▽

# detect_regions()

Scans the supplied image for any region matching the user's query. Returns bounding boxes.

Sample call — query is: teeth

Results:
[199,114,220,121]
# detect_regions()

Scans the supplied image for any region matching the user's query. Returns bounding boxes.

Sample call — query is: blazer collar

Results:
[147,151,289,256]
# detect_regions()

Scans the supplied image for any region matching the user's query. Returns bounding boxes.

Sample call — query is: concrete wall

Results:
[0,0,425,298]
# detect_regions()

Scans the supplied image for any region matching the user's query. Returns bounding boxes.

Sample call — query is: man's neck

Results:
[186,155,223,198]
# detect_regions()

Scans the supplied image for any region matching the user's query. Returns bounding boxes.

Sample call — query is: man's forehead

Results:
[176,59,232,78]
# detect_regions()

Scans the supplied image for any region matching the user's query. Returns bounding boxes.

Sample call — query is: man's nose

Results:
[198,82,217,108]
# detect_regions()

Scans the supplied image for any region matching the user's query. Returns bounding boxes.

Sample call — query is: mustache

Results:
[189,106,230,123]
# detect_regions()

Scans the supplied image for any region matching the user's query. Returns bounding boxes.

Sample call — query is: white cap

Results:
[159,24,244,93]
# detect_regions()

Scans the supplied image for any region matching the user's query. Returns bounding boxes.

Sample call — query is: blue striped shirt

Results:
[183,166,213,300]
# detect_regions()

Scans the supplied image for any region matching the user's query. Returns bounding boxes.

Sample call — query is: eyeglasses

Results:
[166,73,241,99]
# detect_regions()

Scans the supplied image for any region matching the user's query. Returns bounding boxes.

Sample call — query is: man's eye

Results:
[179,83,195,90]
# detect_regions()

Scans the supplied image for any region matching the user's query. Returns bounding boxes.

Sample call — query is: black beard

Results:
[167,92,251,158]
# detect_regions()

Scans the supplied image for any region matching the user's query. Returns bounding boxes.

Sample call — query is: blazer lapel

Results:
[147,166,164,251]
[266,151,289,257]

△

* [EXERCISE]: Reproduce every line from the start of the entries up to and including the line with "[167,92,251,158]", leaving all text unchanged except the bounding-box coordinates in the results. Scale each coordinate by 0.85 and round it to a whole number, with halves rounded up.

* [EXERCISE OUTPUT]:
# detect_regions()

Scans the supplied image for any region matching the user's query. Returns bounding boxes.

Sample call — query is: teeth

Results:
[169,97,187,103]
# detect_regions()

Scans the supplied image for any region matching the user's query. Returns bounding boxes.

Sample call — query is: blazer collar

Results:
[125,128,246,218]
# detect_regions()

Scans the supplied image for any region matching the user's query. Returns bounding boxes.

Sample call — query is: concrete wall

Results:
[0,0,361,253]
# detect_regions()

Scans the supplied image for any region matching the user's query. Returns bounding boxes.

Sample call — query is: man's neck

Results:
[158,132,190,168]
# detect_regions()

Scans the supplied image for any region matching the user's query. Returns bounding boxes.

Sample call — query is: man's forehead

Results:
[150,50,197,66]
# detect_regions()

Scans the supplied image for any region matching the user's query. Returns bounding boxes.

Sample call — query is: man's nose

Results:
[168,70,184,92]
# detect_regions()

Scans the supplied image for any region matching the user's query. Returns bounding boxes.

Sample call — query is: mustache

Results:
[161,90,196,105]
# detect_regions()

Scans the supplied image for any region matching the user's query. Returns bounding boxes.

Sample call — query is: white cap

Results:
[135,20,207,79]
# detect_regions()

Scans the supplied image for any region matching the user's query. Returns bounding boxes.

Sample call — query is: blue striped shirt

Results:
[156,141,181,255]
# detect_regions()

Scans the supplied image for any region matching the user's query. Returns bounding boxes.

Sample call — query is: eyeglasses

Results:
[141,62,205,84]
# detect_regions()

Scans the supplied image for any region matching the user's query. Returns bounding boxes.

Sample call — query is: man's eye

Results:
[152,71,166,77]
# detect_regions()

Scans the supplied image for any region matching the user's query. Returns bounding boxes.

Sample call — query is: black beard

Results:
[142,78,213,134]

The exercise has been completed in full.